▶ AIM OF THE EXERCISE
Repeat exactly, and only, the lines from the one containing "Can you find the water" through the end of the records.

▶ THE DATA
▬▬▬▬▬▬▬▬▬▬
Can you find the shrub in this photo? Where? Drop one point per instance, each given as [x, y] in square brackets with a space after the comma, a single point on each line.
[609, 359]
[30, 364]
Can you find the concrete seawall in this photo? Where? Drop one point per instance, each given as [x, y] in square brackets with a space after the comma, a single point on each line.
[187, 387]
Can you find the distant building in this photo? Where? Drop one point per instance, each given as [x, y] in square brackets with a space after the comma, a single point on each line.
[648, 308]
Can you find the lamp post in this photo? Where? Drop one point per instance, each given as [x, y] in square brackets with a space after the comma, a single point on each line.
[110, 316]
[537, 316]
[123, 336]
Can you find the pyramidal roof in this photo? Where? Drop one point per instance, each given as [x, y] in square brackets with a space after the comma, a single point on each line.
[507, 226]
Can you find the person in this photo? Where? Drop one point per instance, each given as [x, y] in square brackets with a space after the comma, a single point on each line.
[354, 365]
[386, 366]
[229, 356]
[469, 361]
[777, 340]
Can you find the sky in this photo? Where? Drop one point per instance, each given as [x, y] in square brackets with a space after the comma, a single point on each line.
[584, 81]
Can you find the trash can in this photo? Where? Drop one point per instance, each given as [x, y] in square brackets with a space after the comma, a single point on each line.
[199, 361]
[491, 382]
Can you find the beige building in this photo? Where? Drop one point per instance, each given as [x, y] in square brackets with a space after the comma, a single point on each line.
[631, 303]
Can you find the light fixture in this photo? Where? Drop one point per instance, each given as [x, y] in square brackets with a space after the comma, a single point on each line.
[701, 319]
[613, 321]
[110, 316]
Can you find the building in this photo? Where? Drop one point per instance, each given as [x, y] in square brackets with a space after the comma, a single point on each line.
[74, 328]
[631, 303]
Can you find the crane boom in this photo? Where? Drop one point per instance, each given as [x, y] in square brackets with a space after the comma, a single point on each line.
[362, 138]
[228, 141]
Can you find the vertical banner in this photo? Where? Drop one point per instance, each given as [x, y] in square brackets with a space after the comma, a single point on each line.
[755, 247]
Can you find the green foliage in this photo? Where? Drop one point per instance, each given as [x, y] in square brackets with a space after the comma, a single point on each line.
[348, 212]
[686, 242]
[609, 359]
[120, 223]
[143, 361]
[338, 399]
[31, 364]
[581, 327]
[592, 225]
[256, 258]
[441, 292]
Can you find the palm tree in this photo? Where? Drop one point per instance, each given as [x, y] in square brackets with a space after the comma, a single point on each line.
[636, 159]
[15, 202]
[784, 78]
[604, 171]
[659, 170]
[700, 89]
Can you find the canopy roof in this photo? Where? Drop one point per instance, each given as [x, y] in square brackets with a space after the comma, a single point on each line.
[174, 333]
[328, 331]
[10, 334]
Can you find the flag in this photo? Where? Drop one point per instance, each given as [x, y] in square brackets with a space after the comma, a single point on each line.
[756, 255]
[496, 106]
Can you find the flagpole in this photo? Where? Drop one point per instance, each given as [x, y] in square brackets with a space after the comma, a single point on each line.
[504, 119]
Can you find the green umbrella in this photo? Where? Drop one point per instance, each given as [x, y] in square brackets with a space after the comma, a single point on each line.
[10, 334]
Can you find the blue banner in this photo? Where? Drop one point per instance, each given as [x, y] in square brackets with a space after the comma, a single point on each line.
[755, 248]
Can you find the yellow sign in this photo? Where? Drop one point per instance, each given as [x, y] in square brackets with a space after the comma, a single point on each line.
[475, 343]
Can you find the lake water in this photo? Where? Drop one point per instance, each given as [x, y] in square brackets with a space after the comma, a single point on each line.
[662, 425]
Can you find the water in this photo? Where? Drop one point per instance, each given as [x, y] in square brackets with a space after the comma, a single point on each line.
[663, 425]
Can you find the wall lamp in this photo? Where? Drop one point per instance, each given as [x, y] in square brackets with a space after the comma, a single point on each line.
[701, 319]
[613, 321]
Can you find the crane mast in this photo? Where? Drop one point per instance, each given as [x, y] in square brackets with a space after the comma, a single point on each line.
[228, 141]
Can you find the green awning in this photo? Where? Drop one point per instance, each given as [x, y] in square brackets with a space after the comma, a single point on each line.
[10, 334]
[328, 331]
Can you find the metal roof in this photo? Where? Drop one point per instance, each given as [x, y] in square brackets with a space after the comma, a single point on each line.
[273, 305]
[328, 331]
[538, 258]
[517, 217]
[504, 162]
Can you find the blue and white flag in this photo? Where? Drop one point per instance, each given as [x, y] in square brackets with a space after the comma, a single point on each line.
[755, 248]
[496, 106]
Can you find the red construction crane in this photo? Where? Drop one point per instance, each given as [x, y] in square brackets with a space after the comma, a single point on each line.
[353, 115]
▬▬▬▬▬▬▬▬▬▬
▶ RESULT OF THIS TASK
Can you find the water in this photo? Where? Drop one point per instance, each given as [x, y] in square brackets with a space after the comma, a single point on each line.
[663, 425]
Can you find the wall lamp in this photo? Where? Drop one point per instance, each given as [x, y] in square brackets with a space after the comma, a single point on each line.
[701, 319]
[613, 321]
Can you find the crane mast in this photo? Where? Drop one point per instance, each given as [x, y] in square brackets with a space after the comma, a single point on each line.
[228, 141]
Can you find the green awning in this photo? Where? Drop one point per instance, each given as [x, y] in square brackets with a space after the comma, a single point on each line.
[10, 334]
[328, 331]
Can you find the metal roof in this photo? Where? Drop one point per instance, each given as [x, y] in square brackets with a space after the comma, a single point on each line.
[273, 305]
[328, 331]
[538, 258]
[517, 217]
[504, 162]
Can you find the blue and white flag in this photo? Where? Drop one point per instance, each given as [x, y] in square brackets with a space after the comma, a single point on each line.
[755, 248]
[496, 106]
Can you find the red construction crane in this photo? Where? Drop one point per instance, each given as [x, y] in square brackets with a space after the comma, a single point on each line.
[353, 115]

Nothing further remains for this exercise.